> _Problem description_
In the Cerulean feedback post, condense the paragraph that begins "The “Jump To” feature" into a short bulleted list that keeps its main facts.

=== Given passage ===

Earlier this month we deprecated our flagship product (Azure Management Studio) and replaced that with a brand-new product (Cerulean). You can read more about the deprecation on our website at https://blog.cerebrata.com/azure-management-studio-is-being-deprecated-please-upgrade-to-cerulean/. We wanted our Azure Management Studio users to upgrade to Cerulean and for that I have been reaching out to our users asking them to start using Cerulean and providing us feedback.
Here’s what I received from one of our users:
Going to use abbreviations so I don’t have to type them over and over (I’m a developer, so I’m lazy by nature ???? )
Azure Management Studio (AMS)
Cerulean (C)
Microsoft Azure Storage Explorer (MASE)
After a cursory run through here’s a few things I noticed:
The “Jump To” feature in Azure Management Studio (AMS) is replaced with a “Find” in Cerulean (C). However, the feature in AMS auto searched as I was typing so I wouldn’t have to exactly remember spelling in the thousands of table names we have on our Azure Table storage accounts. In C I have to type exactly what it starts with and press find, if that’s not correct then I have to try to figure out where I messed up and try again. This has the potential of taking much longer, and the way that C implements it isn’t much different than in the free Microsoft Azure Storage Explorer (MASE), albeit C is faster with its results.
AMS allows me to right click an item in a queue and move that item to another queue without having to copy and locate and paste myself (useful in trying to requeue poison messages to debug them). C does it similar to MASE in that you have to open both queues and copy and paste over and then delete from the original queue.
AMS supports LINQ (sorta) and gives me auto completion while C and MASE only support OData with no completion.
AMS allows me to query up to 10000 results. This is useful in the times that we have multiple PartitionKey styles in a single table and I’m trying to get a good sample of them to determine a better query. C and MASE max at 1000.
Honestly, I stopped using C and went back to using AMS after only ~10 minutes due to these misses, so there may be more. For our use, I’m not sure there’s a reason for us to spend $10/mo/developer on something that isn’t that much different than the free product offered by Microsoft. It was an easy sell for me to my company to purchase AMS, even though Microsoft had a free product, mainly because of the features I mentioned above. I truly hope Cerebrata implements everything that AMS has before they completely force people off of it.
Again, this was only after ~10 minutes, so if there are settings to make what I mentioned above more in line with your previous product then please point me in that direction.
I would be lying if I say I wasn’t disappointed. We have been building the new product for 2 years and all it took was just 10 minutes for this user to write off this product for him.
As I saw it, I had two options at that point of time:
- Ignore the user and the feedback email.
- Take the feedback in a positive way and at least try to convince the user to give our product a 2nd
I opted for the 2nd option fully realizing that I may have already lost the user and would never hear back from him. Nevertheless, this is what I wrote back to him:
This is great feedback! Thank you for taking time and writing it down. I really appreciate it.
Let me start by saying that we are not done with the development of Cerulean. We are constantly adding new features to it. Our goal is to include as many features as possible from Azure Management Studio into Cerulean and then add features which are not there in Azure Management Studio.
Now coming to your feedback:
“Jump To” Feature: I agree that we made a mistake by omitting this feature. We have included it in our roadmap and it should be there in next release or release after that.

=== Stored rows ===

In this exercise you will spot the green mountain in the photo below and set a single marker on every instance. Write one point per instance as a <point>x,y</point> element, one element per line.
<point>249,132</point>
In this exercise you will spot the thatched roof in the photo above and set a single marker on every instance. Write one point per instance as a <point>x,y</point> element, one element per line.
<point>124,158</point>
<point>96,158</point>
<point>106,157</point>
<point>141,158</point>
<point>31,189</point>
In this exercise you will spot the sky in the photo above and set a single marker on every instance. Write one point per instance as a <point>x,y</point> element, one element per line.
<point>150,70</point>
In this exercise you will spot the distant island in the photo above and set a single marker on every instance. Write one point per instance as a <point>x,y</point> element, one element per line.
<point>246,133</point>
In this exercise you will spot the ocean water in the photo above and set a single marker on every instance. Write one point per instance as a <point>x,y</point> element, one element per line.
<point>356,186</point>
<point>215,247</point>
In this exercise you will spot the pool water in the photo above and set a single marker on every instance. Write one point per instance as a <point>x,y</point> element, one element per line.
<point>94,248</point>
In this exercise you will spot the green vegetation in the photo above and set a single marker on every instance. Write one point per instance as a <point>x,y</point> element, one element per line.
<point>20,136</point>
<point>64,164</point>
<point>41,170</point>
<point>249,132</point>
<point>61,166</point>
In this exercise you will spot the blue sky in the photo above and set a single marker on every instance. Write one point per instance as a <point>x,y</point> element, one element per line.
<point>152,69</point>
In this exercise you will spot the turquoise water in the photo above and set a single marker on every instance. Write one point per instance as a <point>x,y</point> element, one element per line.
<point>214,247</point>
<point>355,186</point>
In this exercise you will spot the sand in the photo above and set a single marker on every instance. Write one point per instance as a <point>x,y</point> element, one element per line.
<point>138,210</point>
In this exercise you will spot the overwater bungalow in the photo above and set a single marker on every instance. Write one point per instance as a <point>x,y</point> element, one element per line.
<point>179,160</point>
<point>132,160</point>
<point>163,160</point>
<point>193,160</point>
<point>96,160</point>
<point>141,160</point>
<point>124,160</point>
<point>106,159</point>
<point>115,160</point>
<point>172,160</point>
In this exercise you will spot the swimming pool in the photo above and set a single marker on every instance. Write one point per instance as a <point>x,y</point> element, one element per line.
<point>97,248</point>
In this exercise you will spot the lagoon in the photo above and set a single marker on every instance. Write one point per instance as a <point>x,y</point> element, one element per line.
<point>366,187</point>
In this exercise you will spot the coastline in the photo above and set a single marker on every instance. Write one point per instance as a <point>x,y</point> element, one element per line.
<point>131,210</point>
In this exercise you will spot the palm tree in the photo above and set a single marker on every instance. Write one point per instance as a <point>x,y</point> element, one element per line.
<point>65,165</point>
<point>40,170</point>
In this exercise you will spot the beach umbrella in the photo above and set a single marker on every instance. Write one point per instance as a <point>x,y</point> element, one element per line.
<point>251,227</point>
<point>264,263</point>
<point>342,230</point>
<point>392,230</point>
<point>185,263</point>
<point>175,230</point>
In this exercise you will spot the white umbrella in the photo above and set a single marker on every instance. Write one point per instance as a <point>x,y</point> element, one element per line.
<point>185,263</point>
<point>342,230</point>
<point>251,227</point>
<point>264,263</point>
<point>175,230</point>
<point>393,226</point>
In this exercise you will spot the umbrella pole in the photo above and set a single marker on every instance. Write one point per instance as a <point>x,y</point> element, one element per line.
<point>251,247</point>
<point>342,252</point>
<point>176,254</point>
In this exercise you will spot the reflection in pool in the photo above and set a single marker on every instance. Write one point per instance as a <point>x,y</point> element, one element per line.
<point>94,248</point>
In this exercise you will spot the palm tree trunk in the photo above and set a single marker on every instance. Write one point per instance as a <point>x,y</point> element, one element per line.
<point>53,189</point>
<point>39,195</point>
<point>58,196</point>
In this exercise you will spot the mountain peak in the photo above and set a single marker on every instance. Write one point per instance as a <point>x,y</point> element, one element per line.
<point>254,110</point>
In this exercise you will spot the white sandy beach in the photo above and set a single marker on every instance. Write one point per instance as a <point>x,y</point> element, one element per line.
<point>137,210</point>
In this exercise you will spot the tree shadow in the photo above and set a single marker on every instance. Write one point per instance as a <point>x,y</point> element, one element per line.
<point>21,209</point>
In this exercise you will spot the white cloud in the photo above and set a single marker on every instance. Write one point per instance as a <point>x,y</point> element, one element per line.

===

> _Response for this exercise_
- Cerulean replaces the "Jump To" feature of Azure Management Studio with a "Find" feature.
- In Azure Management Studio, search ran automatically while typing, so exact spelling among thousands of Azure Table storage names didn't need to be remembered.
- In Cerulean, the user must type exactly what the name starts with and press Find, then work out any mistake and try again.
- This could take much longer, and it works much like the free Microsoft Azure Storage Explorer, although Cerulean returns results faster.